ESERCIZIO:
Prosegui il testo sulla NAFLD e il rischio cardiovascolare, ripartendo subito dopo la sua ultima frase.

TESTO FORNITO:
▬▬▬

La NAFLD è stata associata a un rischio moderatamente aumentato di eventi cardiovascolari fatali o non fatali (HR effetti casuali aggregati, 1,45). Il rischio è aumentava considerevolmente al crescere della gravità della malattia, in particolare in funzione dello stadio della fibrosi (HR effetti casuali aggregati, 2,50). Tutti i rischi erano indipendenti da età, sesso, adiposità, diabete e altri comuni fattori di rischio cardiometabolico e non sono cambiati dopo le analisi di sensibilità.
«Questi risultati richiedono una ricerca più attiva e sistematica delle malattie cardiovascolari tra quanti soffrono di NAFLD, in vista di un potenziale trattamento precoce e dell’invio a un cardiologo» hanno scritto gli autori.
La NAFLD non coinvolge solo il fegato
«La NAFLD è stata tradizionalmente interpretata come una malattia epatica, che nel tempo può progredire verso complicanze fatali e non fatali legate al fegato. Tuttavia, i pazienti hanno anche una maggiore probabilità di sviluppare malattie cardiovascolari, che rappresentano la prima causa di morte in questo contesto clinico e sembrano essere correlate a una maggiore gravità della fibrosi epatica» ha commentato in un editoriale Maria Del Ben dell’Università La Sapienza di Roma. «La maggior parte dei pazienti di solito viene indirizzata a gastroenterologi ed epatologi che attualmente, purtroppo, non dispongono ancora di terapie efficaci per rallentare la progressione del danno epatico. Invece è possibile fornire un’efficace protezione cardiovascolare ai pazienti con NAFLD, e il trattamento delle comorbidità e dei fattori di rischio deve diventare una priorità nella cura di questi pazienti. Il trattamento intensivo del diabete, della sindrome metabolica, delle iperlipidemie e dell’obesità è di fondamentale importanza».
«È fortemente raccomandato un approccio più olistico, che includa diabetologi, internisti, cardiologi e nutrizionisti, piuttosto che un approccio centrato sul fegato» ha affermato. «Questa sarà la sfida principale per fornire una protezione globale ai pazienti con NAFLD».

▬▬▬

(Voci salvate)
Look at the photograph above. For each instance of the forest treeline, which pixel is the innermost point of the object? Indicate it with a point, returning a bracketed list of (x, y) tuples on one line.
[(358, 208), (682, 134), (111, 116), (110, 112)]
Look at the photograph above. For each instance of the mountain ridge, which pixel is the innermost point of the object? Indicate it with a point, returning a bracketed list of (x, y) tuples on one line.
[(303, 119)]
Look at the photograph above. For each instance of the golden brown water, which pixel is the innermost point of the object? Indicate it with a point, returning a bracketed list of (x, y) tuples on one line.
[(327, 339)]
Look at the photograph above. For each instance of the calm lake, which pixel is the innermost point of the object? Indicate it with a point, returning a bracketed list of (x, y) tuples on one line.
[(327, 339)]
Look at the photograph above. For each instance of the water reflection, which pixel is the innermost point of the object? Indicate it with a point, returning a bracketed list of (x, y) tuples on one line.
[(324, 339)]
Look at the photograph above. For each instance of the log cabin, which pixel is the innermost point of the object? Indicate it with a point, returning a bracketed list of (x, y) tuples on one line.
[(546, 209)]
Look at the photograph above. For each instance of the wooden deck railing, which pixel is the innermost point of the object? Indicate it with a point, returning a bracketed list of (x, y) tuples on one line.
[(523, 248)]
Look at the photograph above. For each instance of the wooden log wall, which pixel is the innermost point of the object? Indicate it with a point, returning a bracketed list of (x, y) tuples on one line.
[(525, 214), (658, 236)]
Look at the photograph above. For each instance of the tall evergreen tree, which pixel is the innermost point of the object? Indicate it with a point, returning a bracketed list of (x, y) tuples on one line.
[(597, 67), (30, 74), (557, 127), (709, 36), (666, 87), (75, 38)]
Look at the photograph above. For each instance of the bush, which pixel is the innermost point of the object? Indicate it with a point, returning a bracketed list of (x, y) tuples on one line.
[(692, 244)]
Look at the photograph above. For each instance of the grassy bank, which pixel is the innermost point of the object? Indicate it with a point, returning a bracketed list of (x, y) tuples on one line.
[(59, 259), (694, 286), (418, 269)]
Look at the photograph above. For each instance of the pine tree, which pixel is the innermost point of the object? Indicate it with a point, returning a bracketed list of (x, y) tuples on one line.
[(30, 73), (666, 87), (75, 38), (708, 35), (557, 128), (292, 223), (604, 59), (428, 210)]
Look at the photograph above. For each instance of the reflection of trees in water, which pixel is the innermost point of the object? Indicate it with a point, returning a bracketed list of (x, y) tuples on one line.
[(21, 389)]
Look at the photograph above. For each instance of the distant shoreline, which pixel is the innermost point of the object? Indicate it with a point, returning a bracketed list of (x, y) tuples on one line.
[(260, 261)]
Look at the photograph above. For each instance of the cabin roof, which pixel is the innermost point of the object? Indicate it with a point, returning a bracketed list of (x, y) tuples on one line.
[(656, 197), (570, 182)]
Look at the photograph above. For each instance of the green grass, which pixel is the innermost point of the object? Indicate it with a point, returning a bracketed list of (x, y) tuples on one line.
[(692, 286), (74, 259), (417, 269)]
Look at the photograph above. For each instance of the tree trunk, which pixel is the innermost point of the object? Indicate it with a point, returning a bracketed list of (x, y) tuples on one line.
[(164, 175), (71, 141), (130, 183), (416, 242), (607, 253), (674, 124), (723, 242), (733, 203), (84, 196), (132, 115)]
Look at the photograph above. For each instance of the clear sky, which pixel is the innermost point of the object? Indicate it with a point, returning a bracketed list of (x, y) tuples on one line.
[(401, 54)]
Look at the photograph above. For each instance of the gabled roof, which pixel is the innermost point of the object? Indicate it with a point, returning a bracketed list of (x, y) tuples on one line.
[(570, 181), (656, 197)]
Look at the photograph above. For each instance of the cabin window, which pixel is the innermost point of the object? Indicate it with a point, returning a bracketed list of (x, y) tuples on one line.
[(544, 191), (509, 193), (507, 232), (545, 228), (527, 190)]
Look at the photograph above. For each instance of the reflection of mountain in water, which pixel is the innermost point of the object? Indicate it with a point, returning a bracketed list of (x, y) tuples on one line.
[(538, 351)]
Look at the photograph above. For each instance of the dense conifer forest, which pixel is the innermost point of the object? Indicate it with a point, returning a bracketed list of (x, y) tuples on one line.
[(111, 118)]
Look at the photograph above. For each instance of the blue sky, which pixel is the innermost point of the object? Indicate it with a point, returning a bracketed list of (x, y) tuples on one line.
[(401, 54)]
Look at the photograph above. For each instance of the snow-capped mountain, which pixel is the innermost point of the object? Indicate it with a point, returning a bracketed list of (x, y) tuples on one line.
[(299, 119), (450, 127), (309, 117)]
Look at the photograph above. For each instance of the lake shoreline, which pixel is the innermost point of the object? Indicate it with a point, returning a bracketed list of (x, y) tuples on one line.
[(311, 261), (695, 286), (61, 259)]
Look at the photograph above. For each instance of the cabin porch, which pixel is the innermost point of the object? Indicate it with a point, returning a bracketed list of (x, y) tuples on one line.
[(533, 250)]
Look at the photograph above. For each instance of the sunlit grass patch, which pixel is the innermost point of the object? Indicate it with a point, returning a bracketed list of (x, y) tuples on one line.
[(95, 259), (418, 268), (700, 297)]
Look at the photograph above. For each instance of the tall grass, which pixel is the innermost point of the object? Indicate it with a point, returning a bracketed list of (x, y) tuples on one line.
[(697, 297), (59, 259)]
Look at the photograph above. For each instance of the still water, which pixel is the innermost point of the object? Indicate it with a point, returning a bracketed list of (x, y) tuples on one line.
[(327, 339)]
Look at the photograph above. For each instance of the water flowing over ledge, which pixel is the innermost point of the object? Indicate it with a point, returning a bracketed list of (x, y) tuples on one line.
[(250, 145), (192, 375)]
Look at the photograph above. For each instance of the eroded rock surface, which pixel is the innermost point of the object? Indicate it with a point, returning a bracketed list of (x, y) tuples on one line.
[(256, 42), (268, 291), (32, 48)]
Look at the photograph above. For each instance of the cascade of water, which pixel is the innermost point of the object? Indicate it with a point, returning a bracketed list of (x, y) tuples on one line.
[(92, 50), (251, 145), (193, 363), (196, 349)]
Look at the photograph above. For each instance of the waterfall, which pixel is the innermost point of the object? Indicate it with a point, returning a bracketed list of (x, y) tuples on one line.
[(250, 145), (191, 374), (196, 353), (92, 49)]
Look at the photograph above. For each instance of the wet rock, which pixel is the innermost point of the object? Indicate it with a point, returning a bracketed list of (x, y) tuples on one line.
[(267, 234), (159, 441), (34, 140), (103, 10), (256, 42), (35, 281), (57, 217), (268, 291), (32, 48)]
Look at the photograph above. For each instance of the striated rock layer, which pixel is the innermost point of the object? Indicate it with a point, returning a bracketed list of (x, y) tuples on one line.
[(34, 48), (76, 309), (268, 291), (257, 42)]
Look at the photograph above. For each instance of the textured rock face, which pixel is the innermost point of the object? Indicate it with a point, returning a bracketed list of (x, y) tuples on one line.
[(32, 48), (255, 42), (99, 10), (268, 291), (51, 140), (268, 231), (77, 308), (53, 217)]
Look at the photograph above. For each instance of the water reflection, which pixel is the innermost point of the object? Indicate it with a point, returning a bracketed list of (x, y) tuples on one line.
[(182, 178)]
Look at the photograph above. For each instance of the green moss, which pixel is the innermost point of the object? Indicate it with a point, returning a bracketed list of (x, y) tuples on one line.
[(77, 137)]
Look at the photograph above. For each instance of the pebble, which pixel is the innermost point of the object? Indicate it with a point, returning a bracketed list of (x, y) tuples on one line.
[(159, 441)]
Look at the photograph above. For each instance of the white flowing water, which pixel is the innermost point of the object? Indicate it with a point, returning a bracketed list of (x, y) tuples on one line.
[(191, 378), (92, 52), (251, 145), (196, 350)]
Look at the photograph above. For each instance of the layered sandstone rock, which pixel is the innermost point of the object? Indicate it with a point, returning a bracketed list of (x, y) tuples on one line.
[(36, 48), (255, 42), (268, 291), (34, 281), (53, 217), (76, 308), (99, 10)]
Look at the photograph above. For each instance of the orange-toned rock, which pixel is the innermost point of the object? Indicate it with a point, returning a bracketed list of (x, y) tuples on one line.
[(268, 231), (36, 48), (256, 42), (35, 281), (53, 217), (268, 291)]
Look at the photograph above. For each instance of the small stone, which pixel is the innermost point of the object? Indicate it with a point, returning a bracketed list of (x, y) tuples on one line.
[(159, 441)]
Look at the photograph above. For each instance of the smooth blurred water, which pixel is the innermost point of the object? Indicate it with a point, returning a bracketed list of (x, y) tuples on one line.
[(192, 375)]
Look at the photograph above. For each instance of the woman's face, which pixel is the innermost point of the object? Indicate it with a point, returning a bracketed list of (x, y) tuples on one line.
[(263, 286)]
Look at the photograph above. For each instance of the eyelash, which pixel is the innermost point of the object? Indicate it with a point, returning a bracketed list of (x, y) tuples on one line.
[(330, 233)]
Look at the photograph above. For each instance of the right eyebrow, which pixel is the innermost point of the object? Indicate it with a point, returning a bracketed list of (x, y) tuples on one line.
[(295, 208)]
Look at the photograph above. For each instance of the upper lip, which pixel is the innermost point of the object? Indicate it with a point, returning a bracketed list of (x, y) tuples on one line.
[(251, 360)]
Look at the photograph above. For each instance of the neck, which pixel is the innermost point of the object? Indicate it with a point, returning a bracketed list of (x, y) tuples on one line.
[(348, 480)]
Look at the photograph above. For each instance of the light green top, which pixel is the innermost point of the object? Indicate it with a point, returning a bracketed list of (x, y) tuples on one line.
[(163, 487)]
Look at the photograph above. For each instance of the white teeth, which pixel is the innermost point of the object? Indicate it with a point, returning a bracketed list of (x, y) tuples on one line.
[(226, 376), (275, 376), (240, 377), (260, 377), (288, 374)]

▬▬▬

RISPOSTA:
Il problema alla base sarebbe la sindrome metabolica
Anurag Maheshwari del Mercy’s Institute for Digestive Health and Liver Disease di Baltimora ha confermato che i risultati rispecchiano la sua esperienza clinica. «Abbiamo visto a lungo un rischio più elevato di eventi cardiovascolari nei pazienti con il fegato grasso. Pensiamo che in questo caso il fattore sottostante sia la sindrome metabolica».
«Abbiamo un punteggio di rischio cardiovascolare, in cui calcoliamo il rischio di malattie cardiovascolari di un paziente in base a fattori di rischio specifici» ha aggiunto. «Penso che questo studio trasmetta il messaggio che probabilmente dovremmo incorporare la presenza o l’assenza di NAFLD nel punteggio di rischio cardiovascolare. Inoltre, se vediamo persone con NAFLD grave, dovremmo effettuare degli stress test su questi pazienti, indipendentemente dal fatto che abbiano o meno qualche sintomo, così da identificare la malattia coronarica in fase iniziale».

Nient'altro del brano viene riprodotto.